§ Task data:
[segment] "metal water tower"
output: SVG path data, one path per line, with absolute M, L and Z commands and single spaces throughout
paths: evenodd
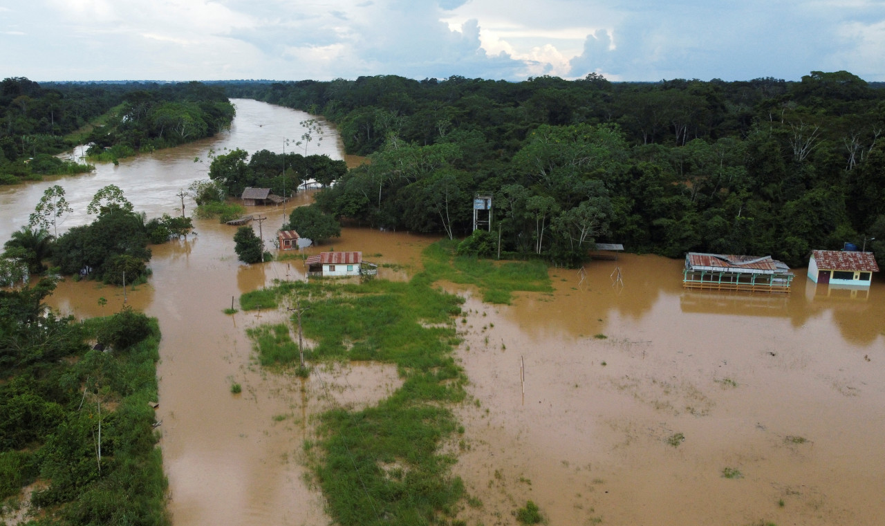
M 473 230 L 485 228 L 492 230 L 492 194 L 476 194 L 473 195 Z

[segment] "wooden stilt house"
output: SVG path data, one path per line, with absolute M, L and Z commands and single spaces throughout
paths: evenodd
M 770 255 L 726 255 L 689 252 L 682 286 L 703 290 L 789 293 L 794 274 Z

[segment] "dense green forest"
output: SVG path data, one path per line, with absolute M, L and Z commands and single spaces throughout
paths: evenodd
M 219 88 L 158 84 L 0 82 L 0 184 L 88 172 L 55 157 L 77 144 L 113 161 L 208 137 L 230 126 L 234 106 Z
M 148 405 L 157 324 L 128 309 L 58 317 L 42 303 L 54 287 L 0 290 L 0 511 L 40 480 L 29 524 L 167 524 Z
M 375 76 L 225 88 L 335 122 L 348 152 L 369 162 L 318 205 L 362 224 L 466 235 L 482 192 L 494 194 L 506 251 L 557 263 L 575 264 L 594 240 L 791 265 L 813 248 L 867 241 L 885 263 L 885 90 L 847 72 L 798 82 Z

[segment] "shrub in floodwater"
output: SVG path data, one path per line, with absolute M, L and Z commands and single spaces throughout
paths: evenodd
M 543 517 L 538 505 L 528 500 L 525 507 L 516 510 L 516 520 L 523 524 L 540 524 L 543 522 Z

==

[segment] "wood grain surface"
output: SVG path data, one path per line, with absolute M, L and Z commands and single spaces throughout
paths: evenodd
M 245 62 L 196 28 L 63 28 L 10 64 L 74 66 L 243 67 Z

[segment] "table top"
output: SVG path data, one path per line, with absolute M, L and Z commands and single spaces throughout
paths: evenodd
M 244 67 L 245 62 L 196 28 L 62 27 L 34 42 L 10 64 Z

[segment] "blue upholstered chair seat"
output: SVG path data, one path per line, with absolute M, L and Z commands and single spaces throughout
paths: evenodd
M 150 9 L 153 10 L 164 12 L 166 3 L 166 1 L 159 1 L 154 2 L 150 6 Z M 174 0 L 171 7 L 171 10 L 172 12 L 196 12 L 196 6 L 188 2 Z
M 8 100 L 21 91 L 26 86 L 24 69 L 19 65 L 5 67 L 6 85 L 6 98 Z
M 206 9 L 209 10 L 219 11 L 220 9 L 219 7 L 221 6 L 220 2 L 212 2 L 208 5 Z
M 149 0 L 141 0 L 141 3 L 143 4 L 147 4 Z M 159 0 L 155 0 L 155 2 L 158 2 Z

§ Exercise details:
Tally the lines in both blocks above that contain the string "segment", and reply with the number alone.

§ Answer to this exercise:
7